Convert every line from the start of the data through the line containing "xmin=48 ymin=46 xmax=63 ymax=80", inclusive, into a Markdown table with the columns "No." and "Text", numbering each row and omitting blank lines.

▶ _RECORDED DATA_:
(begin)
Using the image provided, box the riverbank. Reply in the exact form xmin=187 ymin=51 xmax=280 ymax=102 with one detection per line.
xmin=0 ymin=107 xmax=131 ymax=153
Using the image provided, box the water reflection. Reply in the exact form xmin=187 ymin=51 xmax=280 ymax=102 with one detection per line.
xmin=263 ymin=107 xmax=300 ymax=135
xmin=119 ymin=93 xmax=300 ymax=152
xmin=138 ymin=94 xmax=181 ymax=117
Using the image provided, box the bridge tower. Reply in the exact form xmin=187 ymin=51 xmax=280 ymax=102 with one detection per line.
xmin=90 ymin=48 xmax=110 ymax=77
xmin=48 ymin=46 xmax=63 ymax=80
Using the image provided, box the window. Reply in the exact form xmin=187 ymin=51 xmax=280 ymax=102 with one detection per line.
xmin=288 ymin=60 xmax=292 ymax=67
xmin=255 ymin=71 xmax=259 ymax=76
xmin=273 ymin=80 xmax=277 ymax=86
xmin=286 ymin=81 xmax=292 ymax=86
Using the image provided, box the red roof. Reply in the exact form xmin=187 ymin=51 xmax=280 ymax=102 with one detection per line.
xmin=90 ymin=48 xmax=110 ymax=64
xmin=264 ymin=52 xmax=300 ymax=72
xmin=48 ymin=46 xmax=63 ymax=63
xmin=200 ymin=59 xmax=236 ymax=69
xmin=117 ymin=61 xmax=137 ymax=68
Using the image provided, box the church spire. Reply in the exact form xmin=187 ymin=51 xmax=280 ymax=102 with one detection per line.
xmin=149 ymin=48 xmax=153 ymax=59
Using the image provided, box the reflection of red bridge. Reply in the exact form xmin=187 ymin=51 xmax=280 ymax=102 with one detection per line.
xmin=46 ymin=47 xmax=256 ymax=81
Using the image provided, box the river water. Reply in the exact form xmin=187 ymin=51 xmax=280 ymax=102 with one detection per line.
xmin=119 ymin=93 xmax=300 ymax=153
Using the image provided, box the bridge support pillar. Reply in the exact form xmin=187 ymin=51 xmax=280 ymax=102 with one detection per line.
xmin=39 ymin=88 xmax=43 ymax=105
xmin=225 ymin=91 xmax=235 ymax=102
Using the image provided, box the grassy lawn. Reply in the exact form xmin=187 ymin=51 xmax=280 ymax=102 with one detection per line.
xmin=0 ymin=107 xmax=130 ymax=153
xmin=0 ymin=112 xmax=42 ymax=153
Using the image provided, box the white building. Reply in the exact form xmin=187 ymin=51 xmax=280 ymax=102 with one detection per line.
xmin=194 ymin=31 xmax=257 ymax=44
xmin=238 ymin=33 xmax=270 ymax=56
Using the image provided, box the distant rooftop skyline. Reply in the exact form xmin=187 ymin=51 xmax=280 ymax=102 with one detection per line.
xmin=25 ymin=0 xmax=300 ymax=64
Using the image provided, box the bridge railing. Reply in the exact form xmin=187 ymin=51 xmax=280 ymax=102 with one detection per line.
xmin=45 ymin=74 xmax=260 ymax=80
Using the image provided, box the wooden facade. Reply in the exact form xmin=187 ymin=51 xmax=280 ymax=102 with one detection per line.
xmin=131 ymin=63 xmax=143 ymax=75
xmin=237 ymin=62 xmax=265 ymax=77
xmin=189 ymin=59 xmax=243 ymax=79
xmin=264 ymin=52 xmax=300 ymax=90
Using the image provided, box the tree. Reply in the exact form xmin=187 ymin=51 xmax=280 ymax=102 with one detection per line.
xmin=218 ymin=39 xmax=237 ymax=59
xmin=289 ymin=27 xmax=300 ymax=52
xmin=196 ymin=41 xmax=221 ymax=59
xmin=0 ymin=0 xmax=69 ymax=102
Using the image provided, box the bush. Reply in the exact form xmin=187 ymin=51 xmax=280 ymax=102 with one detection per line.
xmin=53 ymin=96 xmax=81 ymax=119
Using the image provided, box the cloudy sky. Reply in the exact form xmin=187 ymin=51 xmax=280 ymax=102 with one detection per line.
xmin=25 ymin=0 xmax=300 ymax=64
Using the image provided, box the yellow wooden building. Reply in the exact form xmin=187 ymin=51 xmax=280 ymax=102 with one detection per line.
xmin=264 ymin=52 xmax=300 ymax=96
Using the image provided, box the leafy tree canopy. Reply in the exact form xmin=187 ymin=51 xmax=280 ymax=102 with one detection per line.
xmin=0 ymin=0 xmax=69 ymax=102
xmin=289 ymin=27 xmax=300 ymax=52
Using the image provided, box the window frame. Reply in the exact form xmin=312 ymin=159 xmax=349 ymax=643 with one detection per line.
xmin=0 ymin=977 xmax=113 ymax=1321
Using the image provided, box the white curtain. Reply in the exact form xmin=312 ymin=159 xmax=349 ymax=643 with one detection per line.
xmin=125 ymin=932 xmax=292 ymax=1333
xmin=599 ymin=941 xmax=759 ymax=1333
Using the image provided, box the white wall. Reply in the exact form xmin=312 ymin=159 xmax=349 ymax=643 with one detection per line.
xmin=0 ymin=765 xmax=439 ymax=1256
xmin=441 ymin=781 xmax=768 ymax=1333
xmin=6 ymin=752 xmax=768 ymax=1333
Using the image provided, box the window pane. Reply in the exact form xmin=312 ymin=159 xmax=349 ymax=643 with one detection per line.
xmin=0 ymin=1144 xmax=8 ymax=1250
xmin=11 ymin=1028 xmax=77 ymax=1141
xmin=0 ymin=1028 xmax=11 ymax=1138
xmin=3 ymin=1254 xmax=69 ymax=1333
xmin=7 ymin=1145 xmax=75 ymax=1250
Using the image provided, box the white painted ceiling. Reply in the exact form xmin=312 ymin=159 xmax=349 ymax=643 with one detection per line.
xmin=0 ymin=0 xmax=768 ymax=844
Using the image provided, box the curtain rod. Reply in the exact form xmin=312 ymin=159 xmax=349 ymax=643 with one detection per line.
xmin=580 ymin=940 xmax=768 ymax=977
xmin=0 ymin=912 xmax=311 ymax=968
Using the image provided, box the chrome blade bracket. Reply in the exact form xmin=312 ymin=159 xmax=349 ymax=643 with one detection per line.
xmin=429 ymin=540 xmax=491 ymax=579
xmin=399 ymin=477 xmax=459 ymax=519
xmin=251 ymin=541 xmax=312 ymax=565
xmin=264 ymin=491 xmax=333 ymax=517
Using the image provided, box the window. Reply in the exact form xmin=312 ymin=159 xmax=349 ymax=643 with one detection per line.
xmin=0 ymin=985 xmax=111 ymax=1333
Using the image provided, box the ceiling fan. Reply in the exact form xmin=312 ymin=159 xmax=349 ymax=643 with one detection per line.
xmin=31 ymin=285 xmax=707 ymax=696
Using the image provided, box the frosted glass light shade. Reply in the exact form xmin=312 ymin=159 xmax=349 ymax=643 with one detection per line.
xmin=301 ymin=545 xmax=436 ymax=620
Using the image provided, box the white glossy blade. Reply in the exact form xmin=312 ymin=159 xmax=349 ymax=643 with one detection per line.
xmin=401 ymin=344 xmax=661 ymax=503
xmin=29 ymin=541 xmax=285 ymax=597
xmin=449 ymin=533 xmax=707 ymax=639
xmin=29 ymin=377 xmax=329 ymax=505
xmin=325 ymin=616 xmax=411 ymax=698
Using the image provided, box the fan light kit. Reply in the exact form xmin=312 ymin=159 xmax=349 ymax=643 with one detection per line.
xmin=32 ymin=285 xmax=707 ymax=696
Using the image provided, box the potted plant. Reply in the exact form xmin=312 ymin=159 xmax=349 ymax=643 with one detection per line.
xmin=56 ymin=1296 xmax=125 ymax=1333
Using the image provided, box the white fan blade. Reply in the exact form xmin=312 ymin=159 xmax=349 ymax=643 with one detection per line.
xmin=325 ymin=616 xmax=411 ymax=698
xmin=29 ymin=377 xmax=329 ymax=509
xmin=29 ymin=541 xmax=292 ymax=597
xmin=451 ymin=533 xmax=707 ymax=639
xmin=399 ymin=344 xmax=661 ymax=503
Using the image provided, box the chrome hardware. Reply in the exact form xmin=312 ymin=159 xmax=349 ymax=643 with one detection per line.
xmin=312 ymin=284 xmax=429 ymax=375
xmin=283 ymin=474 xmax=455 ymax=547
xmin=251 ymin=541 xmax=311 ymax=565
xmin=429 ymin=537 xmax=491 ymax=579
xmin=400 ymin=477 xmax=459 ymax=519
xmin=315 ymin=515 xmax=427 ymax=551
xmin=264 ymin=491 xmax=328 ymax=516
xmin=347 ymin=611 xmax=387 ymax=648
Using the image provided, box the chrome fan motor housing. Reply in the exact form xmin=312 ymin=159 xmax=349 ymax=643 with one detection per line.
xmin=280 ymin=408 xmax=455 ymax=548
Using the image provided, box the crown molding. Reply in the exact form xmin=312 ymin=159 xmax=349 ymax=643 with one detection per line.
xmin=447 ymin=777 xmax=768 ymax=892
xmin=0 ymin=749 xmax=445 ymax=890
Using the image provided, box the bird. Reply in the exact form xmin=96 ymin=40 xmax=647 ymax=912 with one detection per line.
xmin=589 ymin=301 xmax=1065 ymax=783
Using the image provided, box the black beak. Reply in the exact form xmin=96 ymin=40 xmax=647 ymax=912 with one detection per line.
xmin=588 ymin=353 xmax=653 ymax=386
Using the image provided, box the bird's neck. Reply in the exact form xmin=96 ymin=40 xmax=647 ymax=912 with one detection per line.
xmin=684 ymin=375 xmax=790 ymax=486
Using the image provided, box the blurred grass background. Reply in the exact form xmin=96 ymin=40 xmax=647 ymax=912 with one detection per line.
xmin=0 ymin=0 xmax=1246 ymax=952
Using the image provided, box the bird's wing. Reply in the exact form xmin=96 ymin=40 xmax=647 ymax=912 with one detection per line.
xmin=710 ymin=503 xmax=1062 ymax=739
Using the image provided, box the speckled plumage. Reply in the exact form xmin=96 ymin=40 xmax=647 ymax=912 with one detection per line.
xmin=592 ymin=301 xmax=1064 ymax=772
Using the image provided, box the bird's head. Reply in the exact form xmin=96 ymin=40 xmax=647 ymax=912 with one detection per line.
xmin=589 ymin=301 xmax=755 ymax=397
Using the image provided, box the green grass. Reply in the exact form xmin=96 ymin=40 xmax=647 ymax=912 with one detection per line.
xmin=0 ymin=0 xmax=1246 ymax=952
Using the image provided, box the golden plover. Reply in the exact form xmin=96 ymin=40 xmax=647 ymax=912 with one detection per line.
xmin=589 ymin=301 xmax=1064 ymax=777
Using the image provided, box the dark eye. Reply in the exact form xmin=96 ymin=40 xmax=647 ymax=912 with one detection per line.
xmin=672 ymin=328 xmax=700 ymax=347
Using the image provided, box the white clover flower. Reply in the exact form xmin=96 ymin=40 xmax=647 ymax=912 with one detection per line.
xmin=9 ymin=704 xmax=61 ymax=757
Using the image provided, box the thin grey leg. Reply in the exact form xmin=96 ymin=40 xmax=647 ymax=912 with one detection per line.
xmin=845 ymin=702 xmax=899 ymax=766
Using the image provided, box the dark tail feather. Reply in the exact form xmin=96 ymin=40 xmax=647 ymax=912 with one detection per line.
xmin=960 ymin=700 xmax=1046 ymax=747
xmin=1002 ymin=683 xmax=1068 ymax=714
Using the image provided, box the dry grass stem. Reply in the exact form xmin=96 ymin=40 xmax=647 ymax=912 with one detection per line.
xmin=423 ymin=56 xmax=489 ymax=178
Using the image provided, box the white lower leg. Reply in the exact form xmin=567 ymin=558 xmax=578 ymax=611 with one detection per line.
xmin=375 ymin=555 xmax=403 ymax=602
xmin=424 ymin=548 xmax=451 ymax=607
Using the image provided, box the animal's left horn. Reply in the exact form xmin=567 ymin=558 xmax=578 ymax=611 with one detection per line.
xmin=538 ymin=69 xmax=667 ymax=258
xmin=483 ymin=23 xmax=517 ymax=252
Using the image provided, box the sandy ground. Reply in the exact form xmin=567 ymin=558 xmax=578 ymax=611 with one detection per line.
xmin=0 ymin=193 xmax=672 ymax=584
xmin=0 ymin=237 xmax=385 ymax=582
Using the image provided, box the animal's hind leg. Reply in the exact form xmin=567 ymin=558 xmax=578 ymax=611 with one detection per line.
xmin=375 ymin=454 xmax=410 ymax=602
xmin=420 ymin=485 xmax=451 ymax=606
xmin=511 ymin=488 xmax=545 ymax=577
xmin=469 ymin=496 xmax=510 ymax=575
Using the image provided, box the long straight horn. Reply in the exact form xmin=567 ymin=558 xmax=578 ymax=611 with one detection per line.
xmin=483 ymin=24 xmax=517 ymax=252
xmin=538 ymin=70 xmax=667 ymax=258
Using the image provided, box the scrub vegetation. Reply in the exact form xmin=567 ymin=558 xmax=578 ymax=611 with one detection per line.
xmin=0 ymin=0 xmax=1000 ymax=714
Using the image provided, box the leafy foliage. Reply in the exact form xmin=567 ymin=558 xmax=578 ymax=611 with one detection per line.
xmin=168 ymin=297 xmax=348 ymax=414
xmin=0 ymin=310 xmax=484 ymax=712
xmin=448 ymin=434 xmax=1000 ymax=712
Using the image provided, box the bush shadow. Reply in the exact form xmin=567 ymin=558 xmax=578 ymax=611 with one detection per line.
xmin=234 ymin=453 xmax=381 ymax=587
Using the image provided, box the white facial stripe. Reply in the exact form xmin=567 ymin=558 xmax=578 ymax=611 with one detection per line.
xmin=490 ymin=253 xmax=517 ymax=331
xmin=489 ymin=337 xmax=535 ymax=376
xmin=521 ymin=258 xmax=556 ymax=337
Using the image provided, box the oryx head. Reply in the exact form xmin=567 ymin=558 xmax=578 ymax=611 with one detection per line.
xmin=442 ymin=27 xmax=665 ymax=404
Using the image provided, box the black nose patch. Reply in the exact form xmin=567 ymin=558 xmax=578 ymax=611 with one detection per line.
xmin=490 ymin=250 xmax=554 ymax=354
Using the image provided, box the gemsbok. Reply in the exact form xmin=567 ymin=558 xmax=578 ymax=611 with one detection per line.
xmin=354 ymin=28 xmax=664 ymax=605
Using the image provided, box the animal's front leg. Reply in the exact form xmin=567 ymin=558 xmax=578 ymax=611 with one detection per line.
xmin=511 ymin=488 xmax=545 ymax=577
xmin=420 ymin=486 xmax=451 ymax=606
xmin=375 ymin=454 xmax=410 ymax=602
(end)
▶ _RESULT OF THE EXERCISE_:
| No. | Text |
|---|---|
| 1 | Using the image provided, box the riverbank. Reply in the exact form xmin=187 ymin=51 xmax=280 ymax=102 with one detection per line. |
| 2 | xmin=0 ymin=107 xmax=131 ymax=153 |
| 3 | Using the image provided, box the water reflection. Reply in the exact form xmin=187 ymin=51 xmax=280 ymax=102 with one detection per line. |
| 4 | xmin=263 ymin=107 xmax=300 ymax=135 |
| 5 | xmin=119 ymin=93 xmax=300 ymax=152 |
| 6 | xmin=138 ymin=94 xmax=181 ymax=117 |
| 7 | Using the image provided, box the bridge tower. Reply in the exact form xmin=187 ymin=51 xmax=280 ymax=102 with one detection per line. |
| 8 | xmin=90 ymin=48 xmax=110 ymax=77 |
| 9 | xmin=48 ymin=46 xmax=63 ymax=80 |